■ **Given task A**
Answer these from the trim thread:
(i) In how many parts is the window-trim video?
(ii) What does lohryx5 prefer to plinth blocks at the bottom of the door trim?
(iii) Which tool would joecaption have used to cut the crown on the fireplace?
■ **Given task B**
Please list every state the drywall should have been in before the trim went up, according to the trim thread.
■ **Given task C**
Copy the stretch of the trim thread from "#2, I would" through "a great fit.", swapping "oscillating saw" for "jigsaw".

■ **Extracted text**

# Door & Window Trim / Casing Overhaul - Craftsman Style



## lohryx5 (May 31, 2013)

The rest


----------



## lohryx5 (May 31, 2013)

*Our Inspiration*

Okay, here are some pics of what where aiming to do.

And here is a video that shows a pretty simple way of making this Craftsman style window trim (it's in 3 parts), and he also has a 3-part video for doors as well.

By the way, I don't have to have plinth blocks at the bottom of the door trim, do I? I don't really like the way they look and prefer the straight, flat stiles.

http://www.youtube.com/watch?v=XdGHVRCo14w


----------



## joecaption (Nov 30, 2011)

#1, That drywall should have been all finished, primed and painted before the trim went up.
#2, I would have used my oscillating saw to cut the crown on the fireplace and slipped the casing in behind it instead of trying to scribe the trim around it if I was going with the wider trim.
While I like the craftsman style I'm not so sure the way your house was built it's going to be a great fit.
Going to look silly having a one sided crown and one narrow side in some of those places.
Something that might work and dress it up some is to use 1 X 4 ripped to what ever width will work and use back band molding on the outside edges.

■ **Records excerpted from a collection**
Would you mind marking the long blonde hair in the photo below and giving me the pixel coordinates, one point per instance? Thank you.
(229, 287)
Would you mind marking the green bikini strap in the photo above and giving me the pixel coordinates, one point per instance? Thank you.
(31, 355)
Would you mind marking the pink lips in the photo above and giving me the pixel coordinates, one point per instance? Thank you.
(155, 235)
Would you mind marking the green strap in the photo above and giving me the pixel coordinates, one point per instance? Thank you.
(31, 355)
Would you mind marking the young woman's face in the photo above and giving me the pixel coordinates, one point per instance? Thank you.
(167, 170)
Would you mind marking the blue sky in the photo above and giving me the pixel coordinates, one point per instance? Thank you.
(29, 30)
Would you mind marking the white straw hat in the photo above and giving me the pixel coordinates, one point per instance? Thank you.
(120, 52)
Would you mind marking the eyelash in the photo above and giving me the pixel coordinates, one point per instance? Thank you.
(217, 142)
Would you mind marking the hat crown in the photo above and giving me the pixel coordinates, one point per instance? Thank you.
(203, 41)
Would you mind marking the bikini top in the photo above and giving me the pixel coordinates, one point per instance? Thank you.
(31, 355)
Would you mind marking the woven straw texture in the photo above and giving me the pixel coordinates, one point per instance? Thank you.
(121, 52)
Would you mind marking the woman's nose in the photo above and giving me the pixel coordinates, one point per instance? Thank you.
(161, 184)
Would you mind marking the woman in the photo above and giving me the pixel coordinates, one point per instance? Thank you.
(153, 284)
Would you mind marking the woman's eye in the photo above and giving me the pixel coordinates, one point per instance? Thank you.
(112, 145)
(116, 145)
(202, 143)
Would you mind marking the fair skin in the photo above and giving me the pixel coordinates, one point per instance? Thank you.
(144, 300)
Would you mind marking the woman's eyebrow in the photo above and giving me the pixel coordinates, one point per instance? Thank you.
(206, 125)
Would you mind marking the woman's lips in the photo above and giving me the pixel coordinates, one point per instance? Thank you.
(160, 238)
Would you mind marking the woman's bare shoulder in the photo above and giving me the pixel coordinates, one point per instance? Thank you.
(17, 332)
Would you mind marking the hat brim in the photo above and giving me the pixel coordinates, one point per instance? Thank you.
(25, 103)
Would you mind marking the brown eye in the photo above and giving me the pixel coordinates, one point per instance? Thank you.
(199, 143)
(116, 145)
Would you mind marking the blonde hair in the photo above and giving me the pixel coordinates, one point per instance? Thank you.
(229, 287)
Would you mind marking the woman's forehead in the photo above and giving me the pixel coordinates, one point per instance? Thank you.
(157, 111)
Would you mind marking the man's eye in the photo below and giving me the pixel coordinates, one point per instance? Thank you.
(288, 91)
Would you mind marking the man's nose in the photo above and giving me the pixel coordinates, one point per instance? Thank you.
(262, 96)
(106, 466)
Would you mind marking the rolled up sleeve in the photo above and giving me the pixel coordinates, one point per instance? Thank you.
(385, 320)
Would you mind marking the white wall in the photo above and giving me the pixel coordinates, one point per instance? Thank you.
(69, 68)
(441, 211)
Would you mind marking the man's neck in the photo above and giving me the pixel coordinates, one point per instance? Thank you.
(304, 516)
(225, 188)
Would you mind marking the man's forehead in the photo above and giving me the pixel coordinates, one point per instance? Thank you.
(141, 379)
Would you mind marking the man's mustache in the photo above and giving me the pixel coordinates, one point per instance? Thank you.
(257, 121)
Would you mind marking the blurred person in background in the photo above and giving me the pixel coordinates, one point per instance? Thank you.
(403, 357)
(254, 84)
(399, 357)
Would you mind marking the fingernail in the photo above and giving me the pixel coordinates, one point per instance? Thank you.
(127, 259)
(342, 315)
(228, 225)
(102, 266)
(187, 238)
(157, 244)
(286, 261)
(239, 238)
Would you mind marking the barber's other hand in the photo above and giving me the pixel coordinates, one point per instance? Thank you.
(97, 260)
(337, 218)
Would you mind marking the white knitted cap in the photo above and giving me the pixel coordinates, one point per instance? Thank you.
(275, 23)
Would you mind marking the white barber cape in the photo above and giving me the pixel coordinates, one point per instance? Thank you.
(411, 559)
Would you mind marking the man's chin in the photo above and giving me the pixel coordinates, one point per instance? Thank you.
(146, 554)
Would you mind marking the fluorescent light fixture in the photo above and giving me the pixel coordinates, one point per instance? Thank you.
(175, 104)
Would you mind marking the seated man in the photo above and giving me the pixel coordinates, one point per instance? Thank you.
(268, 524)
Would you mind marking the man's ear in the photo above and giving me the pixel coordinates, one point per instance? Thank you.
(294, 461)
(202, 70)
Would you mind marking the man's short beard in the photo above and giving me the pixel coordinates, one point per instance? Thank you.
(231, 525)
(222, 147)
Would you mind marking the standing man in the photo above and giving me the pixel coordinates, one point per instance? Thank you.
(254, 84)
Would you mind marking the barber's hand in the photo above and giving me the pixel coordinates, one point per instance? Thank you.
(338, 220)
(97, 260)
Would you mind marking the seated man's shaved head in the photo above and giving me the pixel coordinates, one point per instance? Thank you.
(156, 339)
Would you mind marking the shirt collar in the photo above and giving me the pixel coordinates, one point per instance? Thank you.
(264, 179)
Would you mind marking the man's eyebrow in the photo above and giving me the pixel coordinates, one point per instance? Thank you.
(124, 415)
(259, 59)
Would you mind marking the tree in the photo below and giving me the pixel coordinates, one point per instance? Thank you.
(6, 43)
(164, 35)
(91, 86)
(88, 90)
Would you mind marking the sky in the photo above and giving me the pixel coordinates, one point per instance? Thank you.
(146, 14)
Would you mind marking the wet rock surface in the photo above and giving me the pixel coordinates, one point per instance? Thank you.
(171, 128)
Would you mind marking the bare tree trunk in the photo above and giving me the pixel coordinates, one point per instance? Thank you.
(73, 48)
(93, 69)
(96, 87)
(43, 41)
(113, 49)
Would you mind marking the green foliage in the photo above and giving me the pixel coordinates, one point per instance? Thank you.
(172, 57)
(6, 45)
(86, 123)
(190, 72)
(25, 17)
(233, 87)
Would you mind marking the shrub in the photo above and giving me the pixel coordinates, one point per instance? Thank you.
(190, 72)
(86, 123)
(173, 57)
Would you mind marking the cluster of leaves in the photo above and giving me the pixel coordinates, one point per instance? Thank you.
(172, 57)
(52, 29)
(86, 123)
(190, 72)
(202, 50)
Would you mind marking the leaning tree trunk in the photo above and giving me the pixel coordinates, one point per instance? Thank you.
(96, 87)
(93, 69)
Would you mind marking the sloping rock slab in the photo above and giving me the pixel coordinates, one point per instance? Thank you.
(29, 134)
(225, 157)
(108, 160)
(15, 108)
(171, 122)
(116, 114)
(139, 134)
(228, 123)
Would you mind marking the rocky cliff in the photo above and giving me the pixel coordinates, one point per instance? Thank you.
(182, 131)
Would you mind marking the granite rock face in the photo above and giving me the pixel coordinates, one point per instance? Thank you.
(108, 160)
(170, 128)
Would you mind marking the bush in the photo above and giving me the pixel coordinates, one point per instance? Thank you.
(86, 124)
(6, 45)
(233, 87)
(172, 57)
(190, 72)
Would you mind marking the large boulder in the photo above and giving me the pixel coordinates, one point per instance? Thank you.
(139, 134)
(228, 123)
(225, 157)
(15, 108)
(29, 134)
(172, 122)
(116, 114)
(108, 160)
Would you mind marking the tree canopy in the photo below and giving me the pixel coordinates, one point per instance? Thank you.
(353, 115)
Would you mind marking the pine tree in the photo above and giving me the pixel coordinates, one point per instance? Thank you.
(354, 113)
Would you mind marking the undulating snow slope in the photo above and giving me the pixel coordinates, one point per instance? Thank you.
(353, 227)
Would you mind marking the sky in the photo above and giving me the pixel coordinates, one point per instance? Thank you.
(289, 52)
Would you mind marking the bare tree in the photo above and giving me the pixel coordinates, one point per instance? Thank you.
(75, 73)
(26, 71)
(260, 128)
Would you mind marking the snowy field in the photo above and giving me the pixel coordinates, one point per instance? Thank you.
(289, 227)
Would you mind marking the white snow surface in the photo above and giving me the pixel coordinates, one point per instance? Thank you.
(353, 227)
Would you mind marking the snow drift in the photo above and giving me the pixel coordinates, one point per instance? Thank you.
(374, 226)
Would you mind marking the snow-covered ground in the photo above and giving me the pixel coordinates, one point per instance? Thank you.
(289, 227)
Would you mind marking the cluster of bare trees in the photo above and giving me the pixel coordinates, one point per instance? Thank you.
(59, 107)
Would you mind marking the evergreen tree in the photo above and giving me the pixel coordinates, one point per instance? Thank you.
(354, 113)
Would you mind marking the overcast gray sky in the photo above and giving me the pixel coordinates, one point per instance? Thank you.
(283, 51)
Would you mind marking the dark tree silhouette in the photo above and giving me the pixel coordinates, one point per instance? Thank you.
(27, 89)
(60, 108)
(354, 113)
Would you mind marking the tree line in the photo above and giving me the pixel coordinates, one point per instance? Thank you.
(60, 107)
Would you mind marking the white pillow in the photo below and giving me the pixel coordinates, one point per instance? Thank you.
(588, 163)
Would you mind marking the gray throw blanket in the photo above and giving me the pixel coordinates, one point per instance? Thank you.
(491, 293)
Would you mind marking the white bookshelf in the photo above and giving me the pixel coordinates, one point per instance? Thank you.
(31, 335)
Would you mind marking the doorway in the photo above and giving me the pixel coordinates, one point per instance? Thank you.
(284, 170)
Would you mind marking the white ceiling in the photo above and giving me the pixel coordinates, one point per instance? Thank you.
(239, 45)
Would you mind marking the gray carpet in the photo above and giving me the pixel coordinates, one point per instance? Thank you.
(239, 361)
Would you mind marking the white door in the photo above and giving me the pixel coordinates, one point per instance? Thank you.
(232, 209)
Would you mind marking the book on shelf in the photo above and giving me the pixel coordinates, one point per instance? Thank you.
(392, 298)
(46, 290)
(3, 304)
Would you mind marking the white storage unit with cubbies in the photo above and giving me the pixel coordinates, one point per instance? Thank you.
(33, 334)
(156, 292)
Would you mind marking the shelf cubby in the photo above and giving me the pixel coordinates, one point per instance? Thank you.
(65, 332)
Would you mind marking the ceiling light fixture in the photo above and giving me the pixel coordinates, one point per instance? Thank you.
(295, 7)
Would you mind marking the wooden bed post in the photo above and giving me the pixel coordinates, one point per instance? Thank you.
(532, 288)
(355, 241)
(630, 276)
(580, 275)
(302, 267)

■ **Complete response A**
(i) 3 parts
(ii) Straight, flat stiles
(iii) An oscillating saw

■ **Complete response B**
finished, primed, painted

■ **Complete response C**
#2, I would have used my jigsaw to cut the crown on the fireplace and slipped the casing in behind it instead of trying to scribe the trim around it if I was going with the wider trim.
While I like the craftsman style I'm not so sure the way your house was built it's going to be a great fit.